Document passage:
___

But the Cambridge community was not pleased. After receiving a number of complaints, Cambridge city councilor Sheila Russell denounced the show and initiated an as-yet-to-be-defined "investigation" into it.

Responding to community pressure, CCTV executive director Susan Fleischmann moved the show to a later time slot at 9 p.m. While staunchly defending the station's right to air The Crapfest, Fleischmann nevertheless admitted, "[I]t's difficult to defend a show that I, too, might also find to be offensive."

Not surprisingly, the angriest complaints came from local feminists. Nancy Ryan, director of the Cambridge Women's Commission, wrote an op-ed piece for the Cambridge TAB in which she described the now-infamous Chicken Episode as a "'ceremony' ... usually performed in the privacy of a beer-soaked frat house basement for the benefit of drooling, over-stimulated freshmen seeking their first sexual conquest." Ryan marveled that Sullivan and Taylor couldn't see the "rape factor" inherent in their display.

Unlike some of her fellow feminists, Ryan emphasized that she doesn't think The Crapfest should be censored, and that she doesn't think Sullivan and Taylor are "bad" for being slightly pornographic. The problem is their sense of humor. "When a joke includes crushing ovaries, I want to point out how that might affect some people," said Ryan. "I have my preferences about humor and I don't want people to spend their time developing humor that has an undercurrent of violence."

For their part, Sullivan and Taylor adored the attention. The following week, they parodied their critics -- particularly Ryan -- for being offended and forcing their live show back to the late hour of 9 p.m. "It's past my bedtime," Sullivan complained.

The Crapfest also returned to its regularly scheduled dose of unhinged anatomy jokes. Sullivan -- dressed as recurring character Professor CoSu -- demonstrated how to pierce and circumcise a penis using a hot dog, a ballpoint pen, and a box cutter. Pre-Chicken episodes had featured penis catheterizations, urinary swabbing, and a scatting demonstration done with brownies and Taylor's grimacing face.

A popular segment on the show called "Date Update" features Taylor -- often sporting a T-shirt that reads "whore" -- giving us humiliating confessions about his pathetic love life. "It's like therapy for me, really it is," laughed Taylor self-deprecatingly.

Perhaps there is a rape factor on The Crapfest, but whose rape is it anyway? Are these Cambridge native sons really drooling frat boys, or are they more like turn-of-the-millennium versions of Robert Crumb and Aaron Cometbus, blurting out their deeply personal, occasionally degrading experiences to entertain us?

___

[Dataset entries]
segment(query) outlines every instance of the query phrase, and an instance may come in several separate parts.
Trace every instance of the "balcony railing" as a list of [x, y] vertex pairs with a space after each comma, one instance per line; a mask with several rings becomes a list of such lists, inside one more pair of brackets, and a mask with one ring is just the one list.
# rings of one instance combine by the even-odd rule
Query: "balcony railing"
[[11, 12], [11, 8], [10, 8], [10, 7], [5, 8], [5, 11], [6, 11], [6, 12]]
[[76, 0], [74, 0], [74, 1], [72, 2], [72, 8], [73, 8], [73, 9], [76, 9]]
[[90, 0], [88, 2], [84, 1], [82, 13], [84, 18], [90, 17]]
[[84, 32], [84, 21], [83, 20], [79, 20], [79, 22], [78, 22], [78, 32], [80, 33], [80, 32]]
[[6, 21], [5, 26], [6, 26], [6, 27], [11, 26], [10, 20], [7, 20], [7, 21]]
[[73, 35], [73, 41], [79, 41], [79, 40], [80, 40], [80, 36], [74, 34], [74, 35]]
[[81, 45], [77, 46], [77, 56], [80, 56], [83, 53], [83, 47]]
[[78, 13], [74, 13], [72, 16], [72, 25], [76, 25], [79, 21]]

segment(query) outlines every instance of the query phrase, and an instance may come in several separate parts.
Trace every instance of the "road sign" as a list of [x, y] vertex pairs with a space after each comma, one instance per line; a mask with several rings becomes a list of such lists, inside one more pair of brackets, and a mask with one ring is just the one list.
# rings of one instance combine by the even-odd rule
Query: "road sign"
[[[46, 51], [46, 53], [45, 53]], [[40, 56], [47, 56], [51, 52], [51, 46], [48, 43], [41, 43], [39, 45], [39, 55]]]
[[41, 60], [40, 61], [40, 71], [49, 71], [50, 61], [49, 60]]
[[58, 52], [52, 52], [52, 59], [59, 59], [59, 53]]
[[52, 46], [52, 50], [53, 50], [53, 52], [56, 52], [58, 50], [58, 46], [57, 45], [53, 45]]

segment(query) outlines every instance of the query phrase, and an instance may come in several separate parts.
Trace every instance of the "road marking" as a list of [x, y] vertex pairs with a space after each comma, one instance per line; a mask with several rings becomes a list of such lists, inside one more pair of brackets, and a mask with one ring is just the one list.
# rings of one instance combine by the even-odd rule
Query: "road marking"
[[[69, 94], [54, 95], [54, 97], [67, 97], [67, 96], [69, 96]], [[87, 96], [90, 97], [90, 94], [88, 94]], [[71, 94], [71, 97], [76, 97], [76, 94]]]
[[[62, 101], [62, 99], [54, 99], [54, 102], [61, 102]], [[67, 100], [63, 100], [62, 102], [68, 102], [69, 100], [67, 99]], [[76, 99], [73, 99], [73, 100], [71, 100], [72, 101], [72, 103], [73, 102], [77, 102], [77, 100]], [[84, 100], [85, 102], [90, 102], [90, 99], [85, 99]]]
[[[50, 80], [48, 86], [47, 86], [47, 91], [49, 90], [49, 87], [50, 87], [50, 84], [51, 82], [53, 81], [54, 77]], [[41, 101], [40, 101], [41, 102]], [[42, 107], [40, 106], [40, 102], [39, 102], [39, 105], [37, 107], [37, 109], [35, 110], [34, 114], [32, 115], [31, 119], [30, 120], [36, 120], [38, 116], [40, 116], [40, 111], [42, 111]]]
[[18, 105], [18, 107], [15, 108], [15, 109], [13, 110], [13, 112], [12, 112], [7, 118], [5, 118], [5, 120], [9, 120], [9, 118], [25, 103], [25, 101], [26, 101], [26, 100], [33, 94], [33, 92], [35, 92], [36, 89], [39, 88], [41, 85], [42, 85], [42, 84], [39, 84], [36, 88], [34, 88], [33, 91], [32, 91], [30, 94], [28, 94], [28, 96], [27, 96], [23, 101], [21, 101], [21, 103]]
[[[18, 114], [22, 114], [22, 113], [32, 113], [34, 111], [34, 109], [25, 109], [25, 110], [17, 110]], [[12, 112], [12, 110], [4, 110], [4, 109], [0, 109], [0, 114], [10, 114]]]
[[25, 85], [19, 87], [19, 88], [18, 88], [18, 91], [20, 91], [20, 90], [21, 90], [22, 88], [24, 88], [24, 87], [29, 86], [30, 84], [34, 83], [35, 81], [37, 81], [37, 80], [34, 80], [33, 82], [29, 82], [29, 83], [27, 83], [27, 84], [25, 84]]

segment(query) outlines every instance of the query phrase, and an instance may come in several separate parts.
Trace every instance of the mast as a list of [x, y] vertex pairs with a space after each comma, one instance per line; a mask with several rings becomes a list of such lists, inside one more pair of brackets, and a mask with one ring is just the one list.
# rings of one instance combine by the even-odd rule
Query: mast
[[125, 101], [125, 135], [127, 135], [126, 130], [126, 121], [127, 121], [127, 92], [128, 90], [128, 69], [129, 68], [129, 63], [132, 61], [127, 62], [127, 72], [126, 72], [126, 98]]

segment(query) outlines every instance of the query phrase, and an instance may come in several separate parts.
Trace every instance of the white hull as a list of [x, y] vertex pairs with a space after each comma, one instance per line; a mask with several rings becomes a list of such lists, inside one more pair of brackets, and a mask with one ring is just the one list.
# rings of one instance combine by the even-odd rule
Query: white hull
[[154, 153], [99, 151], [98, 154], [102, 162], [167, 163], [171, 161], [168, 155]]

___

To do:
a. Rewrite the paragraph of the Crapfest article that begins "Unlike some of her fellow feminists" as a short bulleted list, keeping its main facts.
b. Reproduce the part of the Crapfest article between "Not surprisingly, the" and "in their display.", inclusive.
These records have nothing to do with the article.

Answers to the problems:
a.
- Nancy Ryan, unlike some of her fellow feminists, says The Crapfest should not be censored.
- She does not think Sullivan and Taylor are "bad" for being slightly pornographic.
- Her problem is their sense of humor. When a joke includes crushing ovaries, she wants to point out how it might affect some people.
- She does not want people spending time developing humor with an undercurrent of violence.

b.
Not surprisingly, the angriest complaints came from local feminists. Nancy Ryan, director of the Cambridge Women's Commission, wrote an op-ed piece for the Cambridge TAB in which she described the now-infamous Chicken Episode as a "'ceremony' ... usually performed in the privacy of a beer-soaked frat house basement for the benefit of drooling, over-stimulated freshmen seeking their first sexual conquest." Ryan marveled that Sullivan and Taylor couldn't see the "rape factor" inherent in their display.